● ACTIVITY
Below is a listing to transcribe in full and exactly; keep the pictures out.

● RECORDS FOR PROCESSING
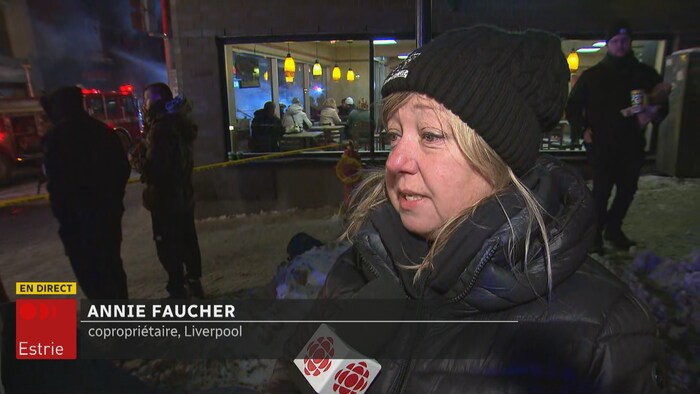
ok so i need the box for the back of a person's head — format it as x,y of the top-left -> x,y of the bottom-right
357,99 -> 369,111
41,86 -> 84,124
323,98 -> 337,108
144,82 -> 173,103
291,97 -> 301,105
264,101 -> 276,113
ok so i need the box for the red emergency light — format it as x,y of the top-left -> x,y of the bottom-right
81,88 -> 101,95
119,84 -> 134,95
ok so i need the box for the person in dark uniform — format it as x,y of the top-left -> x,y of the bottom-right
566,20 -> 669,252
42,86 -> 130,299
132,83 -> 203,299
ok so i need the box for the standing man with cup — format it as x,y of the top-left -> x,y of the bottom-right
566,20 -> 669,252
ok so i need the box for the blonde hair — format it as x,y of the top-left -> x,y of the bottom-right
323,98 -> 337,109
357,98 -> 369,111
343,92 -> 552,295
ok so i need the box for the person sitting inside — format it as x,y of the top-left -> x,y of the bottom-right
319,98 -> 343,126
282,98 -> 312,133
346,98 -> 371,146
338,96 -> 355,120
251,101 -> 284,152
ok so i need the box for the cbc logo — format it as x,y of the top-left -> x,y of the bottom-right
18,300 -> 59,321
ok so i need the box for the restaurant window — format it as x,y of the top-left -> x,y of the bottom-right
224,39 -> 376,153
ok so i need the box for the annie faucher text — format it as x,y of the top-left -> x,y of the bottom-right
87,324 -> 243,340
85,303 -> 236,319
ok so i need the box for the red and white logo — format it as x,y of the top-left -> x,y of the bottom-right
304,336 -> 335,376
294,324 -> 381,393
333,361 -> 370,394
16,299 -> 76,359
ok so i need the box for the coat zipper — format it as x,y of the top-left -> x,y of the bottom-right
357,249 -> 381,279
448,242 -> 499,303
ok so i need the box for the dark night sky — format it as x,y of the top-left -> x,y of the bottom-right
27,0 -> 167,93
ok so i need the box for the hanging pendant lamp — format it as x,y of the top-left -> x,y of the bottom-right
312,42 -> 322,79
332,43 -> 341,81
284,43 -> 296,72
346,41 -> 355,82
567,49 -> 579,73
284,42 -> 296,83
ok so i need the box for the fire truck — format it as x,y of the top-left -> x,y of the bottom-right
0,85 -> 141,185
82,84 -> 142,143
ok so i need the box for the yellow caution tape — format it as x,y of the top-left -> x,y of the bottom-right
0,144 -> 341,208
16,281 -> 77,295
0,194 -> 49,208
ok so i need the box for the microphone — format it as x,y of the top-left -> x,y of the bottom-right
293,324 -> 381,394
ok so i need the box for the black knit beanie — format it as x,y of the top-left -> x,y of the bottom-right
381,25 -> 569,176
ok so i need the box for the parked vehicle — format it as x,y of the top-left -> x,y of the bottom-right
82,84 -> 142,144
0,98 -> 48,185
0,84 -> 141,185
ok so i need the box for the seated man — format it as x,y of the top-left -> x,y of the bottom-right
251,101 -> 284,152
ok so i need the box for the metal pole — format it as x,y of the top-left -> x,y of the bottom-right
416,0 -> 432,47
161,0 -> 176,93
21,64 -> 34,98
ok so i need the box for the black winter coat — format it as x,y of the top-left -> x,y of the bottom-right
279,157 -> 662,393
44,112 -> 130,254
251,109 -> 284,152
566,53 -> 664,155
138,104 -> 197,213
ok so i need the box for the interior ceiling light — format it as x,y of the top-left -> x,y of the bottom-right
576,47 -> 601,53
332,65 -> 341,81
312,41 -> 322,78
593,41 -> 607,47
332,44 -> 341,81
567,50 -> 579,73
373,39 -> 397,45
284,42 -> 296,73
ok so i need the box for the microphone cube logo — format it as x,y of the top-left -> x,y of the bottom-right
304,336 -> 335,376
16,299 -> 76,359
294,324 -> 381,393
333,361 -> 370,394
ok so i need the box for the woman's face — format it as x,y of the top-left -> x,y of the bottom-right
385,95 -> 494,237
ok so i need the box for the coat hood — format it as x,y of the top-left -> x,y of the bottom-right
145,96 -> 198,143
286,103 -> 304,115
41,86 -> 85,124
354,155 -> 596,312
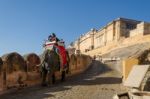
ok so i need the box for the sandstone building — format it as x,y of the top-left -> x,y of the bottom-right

● EXERCISE OUTPUT
ok so i need the box for the back of a person's head — format it as x,y of the top-left -> x,y of the bottom-right
357,99 -> 369,111
41,86 -> 84,124
323,98 -> 337,108
144,82 -> 173,103
291,97 -> 301,105
264,101 -> 276,113
ok so i need the box for the red emergency light — format it as x,y of the top-left -> x,y of the bottom-right
81,88 -> 101,95
119,84 -> 134,95
ok so i need the box for the person in dark uniform — format it as x,y of the top-left -> x,y of the bottom-right
566,20 -> 669,252
42,86 -> 130,299
132,83 -> 203,299
ok so i need the box for the standing man with cup — format it as x,y of the top-left -> x,y of the bottom-right
566,20 -> 669,252
ok so i need the box for the blonde hair — format it as x,y of the top-left -> x,y of the bottom-right
323,98 -> 337,109
357,98 -> 369,111
343,92 -> 552,295
ok so i need the box for the person sitting inside — format it as x,y of the top-left -> x,y of the bottom-right
319,98 -> 343,126
282,98 -> 312,133
346,98 -> 371,146
338,96 -> 355,120
251,101 -> 284,152
ok so i need the box for the cbc logo — format it as x,y of the top-left -> x,y of the bottom-right
18,300 -> 59,321
ok so i need the box for the restaurant window — format it as x,y of the top-left -> x,y of the bottom-right
224,39 -> 376,153
ok so i need the box for the annie faucher text — format it as x,y of the top-left -> x,y of the bottom-right
87,324 -> 243,340
85,303 -> 236,319
ok so i need the box for the red and white logo — format it as x,y of the top-left -> x,y of the bottom-right
304,336 -> 335,376
294,324 -> 381,393
333,361 -> 370,394
16,299 -> 76,359
ok so i need the box for the coat zipper — format it as x,y of the top-left -> x,y of the bottom-right
357,249 -> 381,279
448,242 -> 499,303
ok so i need the box for the dark night sky — format it as x,y of the top-left -> x,y of the bottom-right
27,0 -> 167,93
ok so i need the box for the hanging pendant lamp — format it as x,y of the top-left -> x,y of the bottom-right
312,42 -> 322,79
332,43 -> 341,81
284,43 -> 296,72
346,41 -> 355,82
567,49 -> 579,73
284,42 -> 296,83
ok so i need the box for the fire truck — format it as x,y of the top-left -> x,y of the bottom-right
0,85 -> 141,185
82,84 -> 142,143
ok so i need the box for the yellow caution tape — format it as x,y of the top-left -> x,y of the bottom-right
0,144 -> 341,208
16,281 -> 77,295
0,194 -> 49,208
ok so i need the box for the microphone — format it as x,y of the top-left -> x,y of the bottom-right
293,324 -> 381,394
ok so i need the box for the black knit beanie — format it as x,y of the top-left -> x,y of the bottom-right
381,25 -> 569,176
ok so i need the box for the parked vehicle — format it as x,y of the top-left -> x,y of the bottom-right
82,84 -> 142,144
0,98 -> 48,185
0,84 -> 141,185
ok so i need the box for the seated man — format it as x,y of the top-left -> x,y of the bottom-right
251,101 -> 284,152
ok so i need the box for the metal pole — format it as x,y of the top-left -> x,y of the bottom-right
416,0 -> 432,47
161,0 -> 176,93
21,64 -> 34,98
ok so i need the box for the black winter coat — format it as x,y of the top-left -> x,y of the bottom-right
279,157 -> 662,393
44,112 -> 130,254
251,109 -> 284,152
566,53 -> 664,155
138,104 -> 197,213
ok so i need the box for the interior ceiling light — format it as x,y of the top-left -> x,y of the bottom-right
576,47 -> 601,53
332,65 -> 341,81
312,41 -> 322,78
593,41 -> 607,47
332,44 -> 341,81
567,50 -> 579,73
373,39 -> 397,45
284,42 -> 296,73
ok so i need the box for the microphone cube logo — format it as x,y of the top-left -> x,y of the bottom-right
304,336 -> 335,376
16,299 -> 76,359
294,324 -> 381,393
333,361 -> 370,394
ok so i need the box for the woman's face — format it as x,y of the top-left -> x,y of the bottom-right
385,95 -> 494,237
ok so i need the box for the coat hood — format it as x,y of the top-left -> x,y of the bottom-right
145,96 -> 198,143
286,103 -> 304,115
41,86 -> 85,124
354,155 -> 596,312
ok so i need the box for the sandstone building — format it as x,y of the top-left -> x,y of the bottom-right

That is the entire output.